**PROBLEM DESCRIPTION**
Return all entries word for word, but drop any images.
————
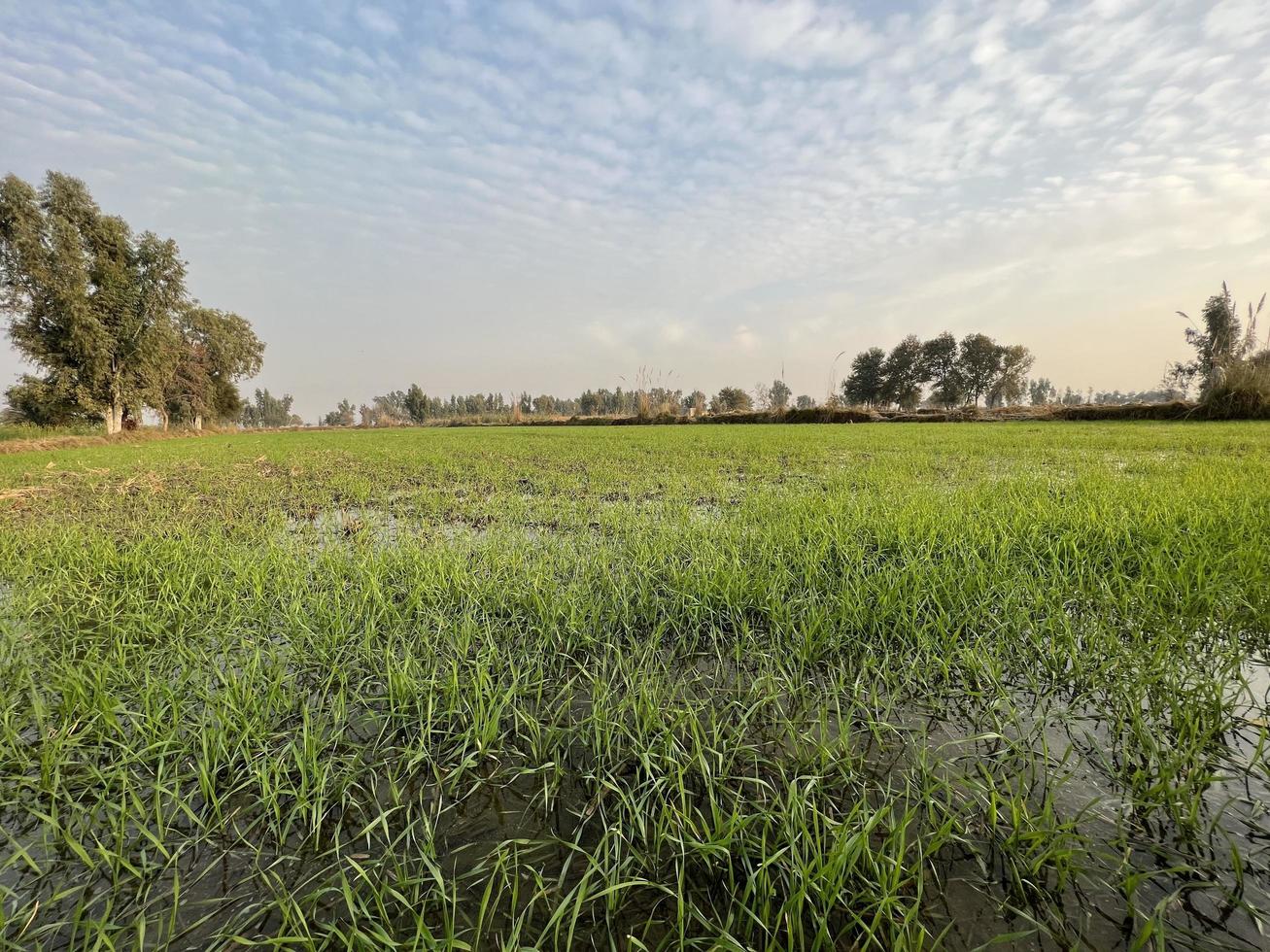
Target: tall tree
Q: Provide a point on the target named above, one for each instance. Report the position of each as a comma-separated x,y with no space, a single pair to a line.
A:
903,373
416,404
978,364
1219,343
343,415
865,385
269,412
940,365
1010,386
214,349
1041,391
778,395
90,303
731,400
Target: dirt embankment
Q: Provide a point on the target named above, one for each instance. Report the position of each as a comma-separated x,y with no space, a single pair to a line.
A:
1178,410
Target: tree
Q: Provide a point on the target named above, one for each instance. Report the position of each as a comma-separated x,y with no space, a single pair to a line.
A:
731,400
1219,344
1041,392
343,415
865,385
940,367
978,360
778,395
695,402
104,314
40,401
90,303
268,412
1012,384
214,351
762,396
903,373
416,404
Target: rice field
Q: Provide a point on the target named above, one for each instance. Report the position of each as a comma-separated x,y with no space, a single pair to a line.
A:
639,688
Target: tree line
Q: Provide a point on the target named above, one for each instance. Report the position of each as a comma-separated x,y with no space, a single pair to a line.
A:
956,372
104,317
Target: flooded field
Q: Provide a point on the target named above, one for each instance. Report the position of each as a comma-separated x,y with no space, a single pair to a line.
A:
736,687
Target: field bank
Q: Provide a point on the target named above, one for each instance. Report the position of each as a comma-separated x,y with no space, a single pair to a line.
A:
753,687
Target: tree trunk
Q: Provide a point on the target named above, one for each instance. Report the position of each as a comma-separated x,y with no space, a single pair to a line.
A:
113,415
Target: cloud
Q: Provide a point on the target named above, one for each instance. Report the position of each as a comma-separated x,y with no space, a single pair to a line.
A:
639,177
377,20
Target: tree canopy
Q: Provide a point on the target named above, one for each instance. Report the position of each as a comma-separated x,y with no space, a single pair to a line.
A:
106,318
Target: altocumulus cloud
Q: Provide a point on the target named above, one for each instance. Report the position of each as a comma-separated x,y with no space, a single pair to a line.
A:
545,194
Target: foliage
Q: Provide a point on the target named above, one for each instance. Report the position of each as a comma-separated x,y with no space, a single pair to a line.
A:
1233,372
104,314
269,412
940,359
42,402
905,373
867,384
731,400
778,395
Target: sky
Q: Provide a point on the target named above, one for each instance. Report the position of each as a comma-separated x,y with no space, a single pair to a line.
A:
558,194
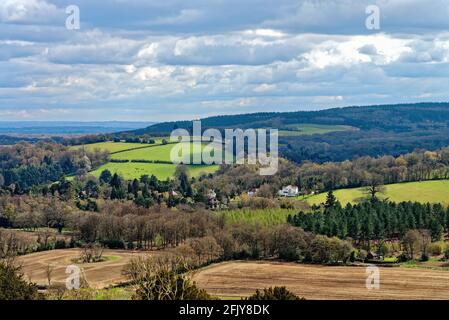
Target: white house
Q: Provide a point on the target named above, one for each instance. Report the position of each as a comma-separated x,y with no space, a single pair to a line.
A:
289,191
————
**RESPONSE BELOW**
Target: tall tree
Q: Provide a point on the target named above, one for each instance. Report the position of each as a comma-separated x,y with no space, a single pair to a line.
A:
903,373
416,404
978,364
1219,343
343,415
865,385
269,412
940,365
1010,386
214,349
1041,391
778,395
90,303
731,400
Target: dirt embankment
Q: Provide a point on the target named above, one for each instance. Report the position of each as a comma-separated x,y with no space, a single pair to a line.
A:
1178,410
Target: tree
Q: Provide a point on the target named above, one for each instance. Report the position of each as a comma-separated x,y with no space, a single pair to a line.
A:
731,400
1219,344
1041,392
343,415
865,385
940,367
978,360
778,395
695,402
104,314
40,401
90,303
268,412
1012,384
214,351
762,396
903,373
416,404
Target: rice field
Q: Provide a point on the target named above, one for each instance. Report the position of each as a comma-separated x,y with no space, a single pair to a line.
A:
639,688
Target: tree line
Q: Provide a point on the target named above, one for each instance. Report the position of each as a comma-separated x,y with no space, a single pair to a line.
A:
956,372
104,317
Target: flooded field
Q: Provide a point on the target named above, one for each instance. Report the position of each as a comma-separated x,y with no space, a single pair to a line.
A:
736,687
Target: field bank
Q: Provide a point on the target named above, one for each instance. Report the position of each as a comma-separated x,y with no space, a single pair to a line.
A:
753,687
Target: tree trunk
Q: Provide a point on the target named above, one for each instance. Report the position of each as a comma-separated x,y with no space, a single pair to a line.
A:
113,415
Target: cloud
Q: Provide a point on the target named above, one for each instance. Report the position of each as a comma-separated x,y with no space, a single pair to a line.
A:
639,177
377,20
Target: tree canopy
Q: Provide a point on the target named above, one for each instance. Report the position of each as a comma-separated x,y with no space, a single pair to a line.
A:
106,318
Target: altocumulus cloud
Q: Provide a point on the target named above, one for each instance. Report the position of each as a comma-separated x,y with no space, a single pair to a line.
A:
545,194
Target: foliage
Q: Provide a point on the target named above, one for each instance. Report the position of each as a comma-separated x,y with no space, a single pair to a line.
A:
1233,372
104,314
269,412
940,359
42,402
905,373
867,384
731,400
778,395
Target: sky
Q: Provide a point on the target named above, one for each instance. Report the position of each as a comma-separated x,y with no space, a single pair to a line.
A:
558,194
Target: white house
Q: Provide a point on the target named above, one for each instance. Report the position of each as a comma-separated x,y with no space, a single pair to a line.
A:
289,191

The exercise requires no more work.